__TEXT UNDER STUDY__
Ok so there's a lot of talk on this and rather than copy pasting I want to get a single short thread I can point people to.

To get the obvious out of the way, yes it's disappointing that not all tests are loggable. However given cases are on the rise I understand releasing early https://twitter.com/NHSCOVID19app/status/1309446092057202689
We also need to acknowledge the people working on the app are months behind because of the government wasting time on their own failed approach.

With that out of the way here's a quick primer on how agile software development works.
You gather the features you want and know about for your product. A "product owner" is in charge of prioritising these for the Dev team to work on.

Some features or specific functionality is only well known as you progress.

Some require other people to do work.
How you require other people to do work might also not yet be known enough for them to start.

Each of the different test providers is going to be a separate third party team that needs to do work and coordinate with, which is time expensive.
In this sort of circumstance the best way through is usually to build your minimum viable product. Prove the features work, integrate with one third party that has the best trade off of volume and complexity.
Based on the work of that initial integration you discover unknown issues and define standards, which then make it easier to work on the other providers.

Knowing the other providers will also take time you might prioritise beginning that process part way through.
The NHS itself is actually very complicated with a mix of different systems and providers of their own, while there's work towards common standards it is fragmented. I'm not sure on the state of things like this sort of testing to know the fragmentation for this.
Agile software development is about getting slices of value released rather than waiting to get everything at once.

This tends to get you to full features earlier and means you start getting value sooner. Add in the current situation and launching early is the right move.
Now we're into assumption territory. Why choose the private testing as the first integration?

I suspect they are one of the largest single systems to integrate with in terms of coverage. And as an organisation are focus on Covid so their priorities are easier to align.
Why is the NHS harder?

I don't know the specifics here so going on general knowledge. Often different trusts have different electronic patient records, which integrate with different patient management systems, all by different providers with many different customers.
That means many third parties who have to talk with their own third parties to prioritise a feature that may be easier or harder to implement on different systems, each getting a small amount of coverage.

Note I don't know specifics on test result systems so this may not apply.
Finally there's expectation setting on launch.

Comms had to balance getting installation coverage vs setting expectation for test submission. I think they could have done more on the latter but made the right priority call.

This part is never easy.
Also to note, the exposure notification system requires days of use before it starts really getting value. A positive test today only notifies people using the app since Thursday. Onboarding a new test route in a fortnight means a positive from them notifies people using it now.
Summary?

Software development is complex.
The NHS is complex.
Development on this app started months late.
They likely made the right choice to launch as is.
It is still vitally important to use the app.
Blame the government not the app or developers for the delays.

__DATA TO EXAMINE__
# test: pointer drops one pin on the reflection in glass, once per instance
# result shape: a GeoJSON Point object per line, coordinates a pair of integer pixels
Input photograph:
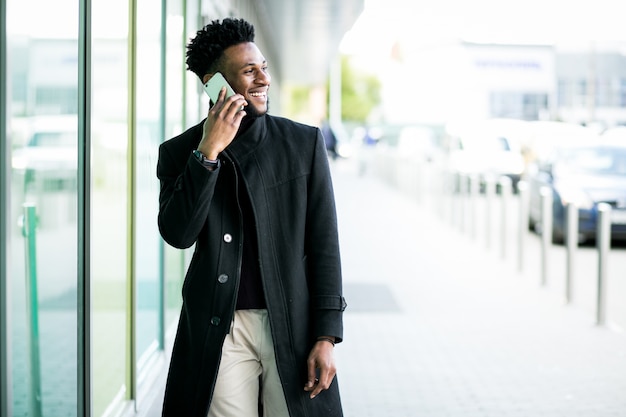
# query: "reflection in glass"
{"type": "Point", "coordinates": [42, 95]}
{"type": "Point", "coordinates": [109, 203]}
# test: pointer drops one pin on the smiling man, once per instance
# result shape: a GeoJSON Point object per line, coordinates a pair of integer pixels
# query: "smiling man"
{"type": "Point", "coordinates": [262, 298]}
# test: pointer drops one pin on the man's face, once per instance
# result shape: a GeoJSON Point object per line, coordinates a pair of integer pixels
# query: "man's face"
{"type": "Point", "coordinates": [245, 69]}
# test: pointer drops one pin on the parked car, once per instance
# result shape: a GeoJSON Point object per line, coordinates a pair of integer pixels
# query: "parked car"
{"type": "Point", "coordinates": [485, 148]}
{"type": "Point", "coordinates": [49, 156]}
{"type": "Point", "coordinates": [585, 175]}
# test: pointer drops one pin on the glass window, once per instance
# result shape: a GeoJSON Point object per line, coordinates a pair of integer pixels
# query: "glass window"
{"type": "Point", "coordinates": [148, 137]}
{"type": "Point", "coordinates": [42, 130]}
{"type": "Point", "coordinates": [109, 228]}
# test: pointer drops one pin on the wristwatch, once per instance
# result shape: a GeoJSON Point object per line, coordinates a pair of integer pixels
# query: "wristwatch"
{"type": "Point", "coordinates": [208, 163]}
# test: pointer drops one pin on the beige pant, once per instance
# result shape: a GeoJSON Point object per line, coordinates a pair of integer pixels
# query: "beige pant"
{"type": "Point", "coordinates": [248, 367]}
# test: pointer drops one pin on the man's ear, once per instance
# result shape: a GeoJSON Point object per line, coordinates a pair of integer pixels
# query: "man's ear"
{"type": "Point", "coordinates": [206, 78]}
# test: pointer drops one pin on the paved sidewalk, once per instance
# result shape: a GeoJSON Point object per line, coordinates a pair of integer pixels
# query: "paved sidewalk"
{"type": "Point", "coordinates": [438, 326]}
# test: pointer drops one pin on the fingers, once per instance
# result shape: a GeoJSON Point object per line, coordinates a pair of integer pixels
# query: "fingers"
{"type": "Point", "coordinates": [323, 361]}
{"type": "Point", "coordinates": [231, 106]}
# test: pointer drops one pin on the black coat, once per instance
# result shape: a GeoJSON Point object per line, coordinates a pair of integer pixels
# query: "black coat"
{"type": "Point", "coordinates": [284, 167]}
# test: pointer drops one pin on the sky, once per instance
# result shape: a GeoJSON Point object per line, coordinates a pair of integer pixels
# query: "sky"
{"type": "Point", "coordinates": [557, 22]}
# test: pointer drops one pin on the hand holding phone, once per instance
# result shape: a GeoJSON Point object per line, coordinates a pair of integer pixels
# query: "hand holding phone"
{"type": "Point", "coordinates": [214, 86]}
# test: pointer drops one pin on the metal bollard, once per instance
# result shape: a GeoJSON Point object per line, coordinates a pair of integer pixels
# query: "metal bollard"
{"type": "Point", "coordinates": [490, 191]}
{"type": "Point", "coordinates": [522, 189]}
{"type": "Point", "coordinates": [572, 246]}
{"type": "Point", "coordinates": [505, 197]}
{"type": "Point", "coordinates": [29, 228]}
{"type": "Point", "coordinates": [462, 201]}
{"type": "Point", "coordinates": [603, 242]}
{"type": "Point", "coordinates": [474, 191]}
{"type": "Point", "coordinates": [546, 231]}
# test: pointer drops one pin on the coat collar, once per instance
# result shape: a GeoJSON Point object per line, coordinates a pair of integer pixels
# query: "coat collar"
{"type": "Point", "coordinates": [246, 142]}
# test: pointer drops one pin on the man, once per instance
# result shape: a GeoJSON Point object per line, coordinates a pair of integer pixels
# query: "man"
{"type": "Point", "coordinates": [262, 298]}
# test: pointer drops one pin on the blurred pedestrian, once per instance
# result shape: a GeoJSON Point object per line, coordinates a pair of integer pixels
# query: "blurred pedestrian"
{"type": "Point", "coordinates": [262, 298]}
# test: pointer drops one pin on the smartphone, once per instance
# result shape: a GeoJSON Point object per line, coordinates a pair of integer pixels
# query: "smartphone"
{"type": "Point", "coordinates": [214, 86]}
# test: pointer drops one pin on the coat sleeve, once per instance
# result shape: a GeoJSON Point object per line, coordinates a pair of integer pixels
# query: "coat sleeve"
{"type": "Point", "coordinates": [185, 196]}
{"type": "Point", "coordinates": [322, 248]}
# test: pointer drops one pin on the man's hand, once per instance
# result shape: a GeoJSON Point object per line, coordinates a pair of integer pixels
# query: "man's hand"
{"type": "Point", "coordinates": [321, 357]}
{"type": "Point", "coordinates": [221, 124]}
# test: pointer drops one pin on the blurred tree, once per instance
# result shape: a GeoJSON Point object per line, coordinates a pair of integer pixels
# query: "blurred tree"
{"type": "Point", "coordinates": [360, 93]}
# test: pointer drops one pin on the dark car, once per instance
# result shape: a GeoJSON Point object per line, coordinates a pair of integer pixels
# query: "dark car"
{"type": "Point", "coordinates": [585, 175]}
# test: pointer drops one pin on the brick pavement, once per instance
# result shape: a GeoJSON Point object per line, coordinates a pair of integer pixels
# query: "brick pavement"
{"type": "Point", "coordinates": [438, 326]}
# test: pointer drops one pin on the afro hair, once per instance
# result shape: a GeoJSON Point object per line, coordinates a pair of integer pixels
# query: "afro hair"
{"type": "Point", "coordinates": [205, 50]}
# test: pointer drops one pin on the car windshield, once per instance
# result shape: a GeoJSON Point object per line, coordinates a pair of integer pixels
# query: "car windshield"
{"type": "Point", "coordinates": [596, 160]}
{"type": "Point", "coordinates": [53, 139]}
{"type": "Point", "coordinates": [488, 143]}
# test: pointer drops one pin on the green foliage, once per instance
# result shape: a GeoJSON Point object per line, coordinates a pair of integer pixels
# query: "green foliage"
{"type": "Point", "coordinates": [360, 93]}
...
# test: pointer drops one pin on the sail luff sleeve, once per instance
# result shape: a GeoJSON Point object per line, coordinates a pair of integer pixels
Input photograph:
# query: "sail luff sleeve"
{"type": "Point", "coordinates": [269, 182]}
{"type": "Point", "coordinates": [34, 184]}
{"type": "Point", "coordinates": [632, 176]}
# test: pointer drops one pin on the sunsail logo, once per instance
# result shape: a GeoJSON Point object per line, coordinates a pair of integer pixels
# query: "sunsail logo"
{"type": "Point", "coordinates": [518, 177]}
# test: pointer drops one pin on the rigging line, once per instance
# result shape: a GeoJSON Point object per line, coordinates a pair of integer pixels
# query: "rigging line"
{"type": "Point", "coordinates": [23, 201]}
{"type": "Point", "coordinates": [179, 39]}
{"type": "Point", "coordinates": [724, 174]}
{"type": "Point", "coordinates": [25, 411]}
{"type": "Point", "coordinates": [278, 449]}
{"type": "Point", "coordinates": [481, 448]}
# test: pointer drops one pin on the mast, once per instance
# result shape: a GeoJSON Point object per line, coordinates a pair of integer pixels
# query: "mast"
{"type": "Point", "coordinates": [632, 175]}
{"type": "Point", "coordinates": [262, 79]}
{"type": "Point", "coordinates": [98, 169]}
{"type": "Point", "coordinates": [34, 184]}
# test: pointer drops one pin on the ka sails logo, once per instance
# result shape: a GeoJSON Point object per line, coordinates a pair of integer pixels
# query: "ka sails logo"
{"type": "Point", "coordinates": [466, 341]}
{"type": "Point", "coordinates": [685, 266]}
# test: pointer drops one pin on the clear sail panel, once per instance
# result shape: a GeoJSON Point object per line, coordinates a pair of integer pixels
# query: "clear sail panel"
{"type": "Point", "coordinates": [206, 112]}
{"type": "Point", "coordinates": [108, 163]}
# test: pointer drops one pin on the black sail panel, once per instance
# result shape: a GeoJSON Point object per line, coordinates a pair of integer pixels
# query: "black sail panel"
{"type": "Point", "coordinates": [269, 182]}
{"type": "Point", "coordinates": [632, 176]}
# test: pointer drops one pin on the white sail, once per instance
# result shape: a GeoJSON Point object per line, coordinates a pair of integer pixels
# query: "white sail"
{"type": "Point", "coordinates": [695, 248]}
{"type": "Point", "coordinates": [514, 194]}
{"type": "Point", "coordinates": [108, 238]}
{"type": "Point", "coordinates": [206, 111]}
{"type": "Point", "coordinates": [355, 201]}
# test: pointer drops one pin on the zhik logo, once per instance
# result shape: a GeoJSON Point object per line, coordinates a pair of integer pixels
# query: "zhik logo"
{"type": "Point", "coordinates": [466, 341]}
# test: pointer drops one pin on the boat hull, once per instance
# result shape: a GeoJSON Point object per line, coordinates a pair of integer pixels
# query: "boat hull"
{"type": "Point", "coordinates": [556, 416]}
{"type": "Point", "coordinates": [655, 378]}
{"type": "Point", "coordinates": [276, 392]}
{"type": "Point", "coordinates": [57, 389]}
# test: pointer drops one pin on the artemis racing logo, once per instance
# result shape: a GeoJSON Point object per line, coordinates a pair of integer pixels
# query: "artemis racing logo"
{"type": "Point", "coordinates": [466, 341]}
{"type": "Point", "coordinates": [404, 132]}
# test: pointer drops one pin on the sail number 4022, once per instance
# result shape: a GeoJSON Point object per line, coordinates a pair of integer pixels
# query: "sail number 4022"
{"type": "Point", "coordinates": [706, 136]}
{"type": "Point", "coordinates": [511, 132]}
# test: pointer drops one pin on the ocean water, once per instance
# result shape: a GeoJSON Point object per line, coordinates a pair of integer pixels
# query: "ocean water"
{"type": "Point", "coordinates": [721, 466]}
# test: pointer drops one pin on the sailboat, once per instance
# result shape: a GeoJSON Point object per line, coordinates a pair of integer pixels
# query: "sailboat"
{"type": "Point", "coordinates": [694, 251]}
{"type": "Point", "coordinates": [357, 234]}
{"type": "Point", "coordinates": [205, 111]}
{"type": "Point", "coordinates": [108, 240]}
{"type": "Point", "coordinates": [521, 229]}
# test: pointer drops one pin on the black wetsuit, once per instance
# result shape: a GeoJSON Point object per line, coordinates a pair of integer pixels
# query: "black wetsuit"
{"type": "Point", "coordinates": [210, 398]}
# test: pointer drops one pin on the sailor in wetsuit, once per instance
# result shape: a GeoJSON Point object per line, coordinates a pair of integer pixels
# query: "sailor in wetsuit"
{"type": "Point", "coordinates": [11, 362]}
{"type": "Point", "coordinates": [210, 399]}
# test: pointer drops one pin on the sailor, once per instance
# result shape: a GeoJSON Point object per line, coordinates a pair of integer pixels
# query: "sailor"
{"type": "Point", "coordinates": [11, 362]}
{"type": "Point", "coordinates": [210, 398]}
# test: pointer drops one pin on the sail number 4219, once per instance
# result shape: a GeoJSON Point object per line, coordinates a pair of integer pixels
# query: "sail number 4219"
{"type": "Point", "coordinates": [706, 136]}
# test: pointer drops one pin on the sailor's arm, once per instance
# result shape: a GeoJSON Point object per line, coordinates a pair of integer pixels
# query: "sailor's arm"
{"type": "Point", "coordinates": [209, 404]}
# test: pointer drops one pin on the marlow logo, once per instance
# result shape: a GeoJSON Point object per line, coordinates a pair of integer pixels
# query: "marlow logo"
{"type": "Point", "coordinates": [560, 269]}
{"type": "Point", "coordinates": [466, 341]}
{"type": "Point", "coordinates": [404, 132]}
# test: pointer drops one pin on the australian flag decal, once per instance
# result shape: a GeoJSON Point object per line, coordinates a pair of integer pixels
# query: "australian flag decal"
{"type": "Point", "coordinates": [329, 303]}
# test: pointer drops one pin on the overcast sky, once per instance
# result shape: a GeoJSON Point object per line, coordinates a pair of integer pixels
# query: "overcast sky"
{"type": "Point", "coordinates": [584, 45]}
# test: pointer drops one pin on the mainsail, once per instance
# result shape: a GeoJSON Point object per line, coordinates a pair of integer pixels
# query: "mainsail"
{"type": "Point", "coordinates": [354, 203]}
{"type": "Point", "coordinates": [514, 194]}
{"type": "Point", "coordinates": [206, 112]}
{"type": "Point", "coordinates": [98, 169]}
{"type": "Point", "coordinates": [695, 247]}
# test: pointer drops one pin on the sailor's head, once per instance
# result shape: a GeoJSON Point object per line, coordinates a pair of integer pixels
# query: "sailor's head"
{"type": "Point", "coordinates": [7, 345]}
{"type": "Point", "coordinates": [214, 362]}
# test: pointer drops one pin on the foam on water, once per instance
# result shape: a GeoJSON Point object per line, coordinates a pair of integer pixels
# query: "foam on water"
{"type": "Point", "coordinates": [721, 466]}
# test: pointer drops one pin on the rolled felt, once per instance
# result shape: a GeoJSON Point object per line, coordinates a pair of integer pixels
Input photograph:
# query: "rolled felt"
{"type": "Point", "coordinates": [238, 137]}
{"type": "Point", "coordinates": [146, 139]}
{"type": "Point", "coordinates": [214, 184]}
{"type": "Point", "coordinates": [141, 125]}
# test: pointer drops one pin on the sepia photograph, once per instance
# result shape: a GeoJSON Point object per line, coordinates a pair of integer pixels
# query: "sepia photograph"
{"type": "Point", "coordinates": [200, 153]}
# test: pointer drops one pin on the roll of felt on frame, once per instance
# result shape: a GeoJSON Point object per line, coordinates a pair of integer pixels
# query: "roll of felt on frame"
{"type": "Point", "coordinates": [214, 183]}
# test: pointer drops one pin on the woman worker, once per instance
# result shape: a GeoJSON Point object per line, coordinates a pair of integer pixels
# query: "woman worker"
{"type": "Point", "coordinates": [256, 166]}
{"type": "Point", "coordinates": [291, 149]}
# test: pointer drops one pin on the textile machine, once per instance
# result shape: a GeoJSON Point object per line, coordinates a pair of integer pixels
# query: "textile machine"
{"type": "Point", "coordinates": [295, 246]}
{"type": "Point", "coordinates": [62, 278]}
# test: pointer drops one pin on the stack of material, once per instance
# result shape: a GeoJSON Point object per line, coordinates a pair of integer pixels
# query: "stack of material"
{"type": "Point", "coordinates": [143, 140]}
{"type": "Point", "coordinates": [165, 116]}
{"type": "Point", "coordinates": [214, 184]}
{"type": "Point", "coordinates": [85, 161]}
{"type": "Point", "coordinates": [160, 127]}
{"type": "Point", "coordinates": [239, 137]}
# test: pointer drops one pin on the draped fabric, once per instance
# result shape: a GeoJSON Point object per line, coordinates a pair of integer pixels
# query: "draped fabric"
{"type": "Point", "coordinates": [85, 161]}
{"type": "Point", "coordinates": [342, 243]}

__TASKS TO CARRY OUT__
• A. Write out the part of the NHS COVID-19 app thread from "I don't know the" to "setting on launch.".
• B. Answer these questions from the NHS COVID-19 app thread:
(i) In agile development, who prioritizes the features for the development team?
(ii) Which testing was chosen as the first integration?
(iii) A positive test today notifies only people who have used the app since which day?

__TASK-BY-TASK OUTPUTS__
• A.
I don't know the specifics here so going on general knowledge. Often different trusts have different electronic patient records, which integrate with different patient management systems, all by different providers with many different customers.
That means many third parties who have to talk with their own third parties to prioritise a feature that may be easier or harder to implement on different systems, each getting a small amount of coverage.

Note I don't know specifics on test result systems so this may not apply.
Finally there's expectation setting on launch.

• B.
(i) A "product owner."
(ii) The private testing.
(iii) Thursday.